Requirement:
Repeat verbatim, and only, the lines of the data below, beginning at the line that contains "sample for one instance: <point>218,335</point>, one" and stopping after the line that contains "point at the man lying on armchair".

Stored data entries:
──────────────────────────────

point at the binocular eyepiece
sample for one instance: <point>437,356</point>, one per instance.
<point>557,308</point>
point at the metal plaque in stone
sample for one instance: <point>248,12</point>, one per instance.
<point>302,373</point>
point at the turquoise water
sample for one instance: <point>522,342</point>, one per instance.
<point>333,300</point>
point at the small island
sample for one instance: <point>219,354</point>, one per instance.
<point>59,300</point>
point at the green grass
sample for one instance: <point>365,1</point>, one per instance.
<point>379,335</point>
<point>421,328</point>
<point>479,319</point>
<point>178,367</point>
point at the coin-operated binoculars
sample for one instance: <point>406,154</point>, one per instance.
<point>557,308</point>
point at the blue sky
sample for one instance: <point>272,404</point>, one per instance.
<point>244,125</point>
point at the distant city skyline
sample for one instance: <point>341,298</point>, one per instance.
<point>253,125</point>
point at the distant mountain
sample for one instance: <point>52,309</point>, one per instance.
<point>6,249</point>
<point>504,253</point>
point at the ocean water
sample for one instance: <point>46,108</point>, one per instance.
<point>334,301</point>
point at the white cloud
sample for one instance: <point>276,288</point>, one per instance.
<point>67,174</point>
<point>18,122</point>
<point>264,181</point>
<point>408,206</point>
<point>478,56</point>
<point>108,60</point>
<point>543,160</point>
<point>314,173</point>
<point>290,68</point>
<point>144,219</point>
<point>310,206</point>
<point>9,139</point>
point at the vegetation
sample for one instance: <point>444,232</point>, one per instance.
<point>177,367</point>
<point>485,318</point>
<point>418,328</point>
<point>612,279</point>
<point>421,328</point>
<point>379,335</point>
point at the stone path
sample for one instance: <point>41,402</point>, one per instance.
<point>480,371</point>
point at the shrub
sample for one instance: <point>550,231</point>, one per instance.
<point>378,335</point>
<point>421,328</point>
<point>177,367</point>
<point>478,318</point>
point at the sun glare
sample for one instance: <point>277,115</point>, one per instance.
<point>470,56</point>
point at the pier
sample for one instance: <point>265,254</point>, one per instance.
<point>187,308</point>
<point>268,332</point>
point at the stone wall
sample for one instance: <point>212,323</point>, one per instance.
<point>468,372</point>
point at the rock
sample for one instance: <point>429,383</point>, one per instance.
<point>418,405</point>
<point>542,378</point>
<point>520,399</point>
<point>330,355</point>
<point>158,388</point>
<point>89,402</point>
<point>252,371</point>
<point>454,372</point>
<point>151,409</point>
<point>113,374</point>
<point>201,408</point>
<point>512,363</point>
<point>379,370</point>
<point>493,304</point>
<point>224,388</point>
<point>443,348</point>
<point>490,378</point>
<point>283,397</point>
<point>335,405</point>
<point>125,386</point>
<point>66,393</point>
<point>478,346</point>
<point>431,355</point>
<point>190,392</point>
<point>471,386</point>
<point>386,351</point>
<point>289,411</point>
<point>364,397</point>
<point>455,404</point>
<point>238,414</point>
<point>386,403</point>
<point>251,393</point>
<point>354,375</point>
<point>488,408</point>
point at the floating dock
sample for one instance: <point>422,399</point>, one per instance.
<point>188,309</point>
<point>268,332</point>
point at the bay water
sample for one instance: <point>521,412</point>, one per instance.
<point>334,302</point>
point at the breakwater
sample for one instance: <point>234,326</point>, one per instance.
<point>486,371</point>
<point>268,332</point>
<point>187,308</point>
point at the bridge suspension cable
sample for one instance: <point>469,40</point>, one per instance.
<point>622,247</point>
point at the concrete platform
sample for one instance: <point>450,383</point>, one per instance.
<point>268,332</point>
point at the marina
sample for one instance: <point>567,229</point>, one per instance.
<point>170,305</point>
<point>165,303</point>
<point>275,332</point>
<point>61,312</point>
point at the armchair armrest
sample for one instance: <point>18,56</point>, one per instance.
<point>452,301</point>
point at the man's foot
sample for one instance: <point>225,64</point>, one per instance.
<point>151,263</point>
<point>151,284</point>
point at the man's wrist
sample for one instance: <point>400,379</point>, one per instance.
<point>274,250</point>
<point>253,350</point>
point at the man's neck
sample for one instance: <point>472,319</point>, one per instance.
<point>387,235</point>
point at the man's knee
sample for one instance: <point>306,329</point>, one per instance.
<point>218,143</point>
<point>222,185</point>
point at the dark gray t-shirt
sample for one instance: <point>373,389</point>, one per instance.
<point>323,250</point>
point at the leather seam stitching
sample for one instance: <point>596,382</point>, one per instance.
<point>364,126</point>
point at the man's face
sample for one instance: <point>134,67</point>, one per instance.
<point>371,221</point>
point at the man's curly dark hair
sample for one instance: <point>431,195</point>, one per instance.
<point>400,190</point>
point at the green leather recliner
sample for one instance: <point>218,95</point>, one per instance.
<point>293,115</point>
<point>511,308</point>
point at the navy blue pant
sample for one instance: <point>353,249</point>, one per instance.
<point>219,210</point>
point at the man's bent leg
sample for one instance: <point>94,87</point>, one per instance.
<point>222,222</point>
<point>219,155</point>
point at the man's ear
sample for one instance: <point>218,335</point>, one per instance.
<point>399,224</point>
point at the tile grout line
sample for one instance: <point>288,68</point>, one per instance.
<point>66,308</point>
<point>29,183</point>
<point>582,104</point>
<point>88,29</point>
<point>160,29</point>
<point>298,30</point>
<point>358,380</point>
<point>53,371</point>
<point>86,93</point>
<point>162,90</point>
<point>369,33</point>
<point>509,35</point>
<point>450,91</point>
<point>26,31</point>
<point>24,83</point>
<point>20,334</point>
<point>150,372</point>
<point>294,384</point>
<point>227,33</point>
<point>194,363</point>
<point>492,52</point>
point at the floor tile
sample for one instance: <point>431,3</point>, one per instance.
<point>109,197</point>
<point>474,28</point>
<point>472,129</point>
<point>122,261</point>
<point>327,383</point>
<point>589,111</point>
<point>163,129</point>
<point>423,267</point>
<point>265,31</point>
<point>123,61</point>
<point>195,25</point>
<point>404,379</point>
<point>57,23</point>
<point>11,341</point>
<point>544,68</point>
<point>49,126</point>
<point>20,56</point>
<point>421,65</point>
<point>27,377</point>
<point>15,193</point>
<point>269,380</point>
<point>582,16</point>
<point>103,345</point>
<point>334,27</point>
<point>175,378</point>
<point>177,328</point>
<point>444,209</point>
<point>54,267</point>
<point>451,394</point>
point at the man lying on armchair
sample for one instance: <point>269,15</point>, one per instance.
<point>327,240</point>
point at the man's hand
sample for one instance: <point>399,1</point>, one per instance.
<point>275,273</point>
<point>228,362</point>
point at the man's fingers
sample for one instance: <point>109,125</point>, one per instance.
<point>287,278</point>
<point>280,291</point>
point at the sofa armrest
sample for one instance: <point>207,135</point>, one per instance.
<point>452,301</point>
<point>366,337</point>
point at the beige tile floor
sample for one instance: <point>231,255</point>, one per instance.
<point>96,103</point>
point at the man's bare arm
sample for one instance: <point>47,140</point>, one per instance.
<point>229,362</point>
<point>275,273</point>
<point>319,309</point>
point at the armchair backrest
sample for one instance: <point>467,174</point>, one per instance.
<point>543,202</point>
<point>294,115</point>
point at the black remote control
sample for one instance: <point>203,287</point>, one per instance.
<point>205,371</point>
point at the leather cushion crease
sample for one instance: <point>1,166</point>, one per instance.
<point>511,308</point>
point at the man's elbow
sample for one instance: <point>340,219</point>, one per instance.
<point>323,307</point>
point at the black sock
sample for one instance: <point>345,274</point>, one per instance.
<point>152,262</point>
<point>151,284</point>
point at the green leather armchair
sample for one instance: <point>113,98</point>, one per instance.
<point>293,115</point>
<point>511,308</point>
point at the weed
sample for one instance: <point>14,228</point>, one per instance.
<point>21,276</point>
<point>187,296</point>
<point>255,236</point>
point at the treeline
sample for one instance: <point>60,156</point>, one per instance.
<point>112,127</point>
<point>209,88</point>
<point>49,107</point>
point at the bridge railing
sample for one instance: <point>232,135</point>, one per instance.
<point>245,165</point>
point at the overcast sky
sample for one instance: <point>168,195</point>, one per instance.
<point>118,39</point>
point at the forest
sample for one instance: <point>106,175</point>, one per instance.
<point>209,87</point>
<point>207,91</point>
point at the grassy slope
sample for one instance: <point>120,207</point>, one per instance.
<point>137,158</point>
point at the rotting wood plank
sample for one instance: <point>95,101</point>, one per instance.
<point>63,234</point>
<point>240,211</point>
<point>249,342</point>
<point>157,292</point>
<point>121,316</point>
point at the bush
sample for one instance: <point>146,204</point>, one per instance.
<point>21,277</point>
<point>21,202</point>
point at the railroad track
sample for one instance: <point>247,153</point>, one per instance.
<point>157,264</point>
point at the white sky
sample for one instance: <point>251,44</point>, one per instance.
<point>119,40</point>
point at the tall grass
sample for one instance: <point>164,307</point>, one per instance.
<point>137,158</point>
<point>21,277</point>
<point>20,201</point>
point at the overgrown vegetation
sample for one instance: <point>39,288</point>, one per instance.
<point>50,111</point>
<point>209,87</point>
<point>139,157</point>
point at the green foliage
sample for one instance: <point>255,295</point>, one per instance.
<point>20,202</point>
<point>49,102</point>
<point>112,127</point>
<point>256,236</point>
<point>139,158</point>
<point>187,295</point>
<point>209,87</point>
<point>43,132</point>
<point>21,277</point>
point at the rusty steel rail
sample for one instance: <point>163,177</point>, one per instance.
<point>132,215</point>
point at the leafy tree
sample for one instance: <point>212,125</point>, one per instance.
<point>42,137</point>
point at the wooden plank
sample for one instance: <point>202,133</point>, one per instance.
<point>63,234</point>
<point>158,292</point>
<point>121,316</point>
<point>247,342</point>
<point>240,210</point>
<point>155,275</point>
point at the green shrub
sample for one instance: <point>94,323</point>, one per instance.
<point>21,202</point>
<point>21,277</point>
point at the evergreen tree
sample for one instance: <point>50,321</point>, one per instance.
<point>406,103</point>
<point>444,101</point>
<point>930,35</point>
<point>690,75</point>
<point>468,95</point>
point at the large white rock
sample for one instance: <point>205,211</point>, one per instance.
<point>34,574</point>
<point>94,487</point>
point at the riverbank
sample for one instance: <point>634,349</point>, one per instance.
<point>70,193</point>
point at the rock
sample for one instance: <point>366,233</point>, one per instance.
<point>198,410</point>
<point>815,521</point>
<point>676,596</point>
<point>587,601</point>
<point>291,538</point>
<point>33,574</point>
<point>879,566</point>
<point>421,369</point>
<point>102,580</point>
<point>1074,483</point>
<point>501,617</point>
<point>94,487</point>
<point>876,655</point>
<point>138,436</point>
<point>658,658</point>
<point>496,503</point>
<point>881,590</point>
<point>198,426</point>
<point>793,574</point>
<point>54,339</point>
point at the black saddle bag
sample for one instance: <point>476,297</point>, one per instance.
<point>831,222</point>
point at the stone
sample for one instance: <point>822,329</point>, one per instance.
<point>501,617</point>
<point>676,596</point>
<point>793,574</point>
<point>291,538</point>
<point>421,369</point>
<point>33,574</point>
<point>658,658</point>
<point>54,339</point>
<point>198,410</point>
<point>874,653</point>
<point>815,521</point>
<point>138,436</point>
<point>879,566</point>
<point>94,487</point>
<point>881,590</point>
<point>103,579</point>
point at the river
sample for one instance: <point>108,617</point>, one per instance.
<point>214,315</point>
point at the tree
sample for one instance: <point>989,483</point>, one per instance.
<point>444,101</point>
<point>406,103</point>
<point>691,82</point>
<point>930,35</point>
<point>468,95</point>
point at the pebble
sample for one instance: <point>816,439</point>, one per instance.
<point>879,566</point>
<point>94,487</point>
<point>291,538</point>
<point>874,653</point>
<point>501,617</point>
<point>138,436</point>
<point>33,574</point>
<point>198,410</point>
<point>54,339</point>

──────────────────────────────

Task solution:
sample for one instance: <point>218,335</point>, one per instance.
<point>399,224</point>
point at the tile grout line
sample for one instance: <point>288,68</point>, one per instance.
<point>66,308</point>
<point>29,183</point>
<point>582,104</point>
<point>88,29</point>
<point>160,29</point>
<point>298,30</point>
<point>358,380</point>
<point>53,371</point>
<point>86,93</point>
<point>162,90</point>
<point>369,33</point>
<point>509,35</point>
<point>450,91</point>
<point>26,31</point>
<point>24,83</point>
<point>20,334</point>
<point>150,372</point>
<point>294,384</point>
<point>227,33</point>
<point>194,363</point>
<point>492,52</point>
point at the floor tile
sample for one instance: <point>431,3</point>, one per instance.
<point>109,197</point>
<point>474,28</point>
<point>472,129</point>
<point>122,261</point>
<point>327,383</point>
<point>589,111</point>
<point>163,129</point>
<point>423,267</point>
<point>265,31</point>
<point>123,61</point>
<point>195,25</point>
<point>404,379</point>
<point>57,23</point>
<point>11,341</point>
<point>544,68</point>
<point>49,126</point>
<point>20,56</point>
<point>421,65</point>
<point>27,377</point>
<point>15,193</point>
<point>269,380</point>
<point>582,16</point>
<point>103,345</point>
<point>334,27</point>
<point>175,378</point>
<point>177,328</point>
<point>444,209</point>
<point>54,267</point>
<point>451,394</point>
point at the man lying on armchair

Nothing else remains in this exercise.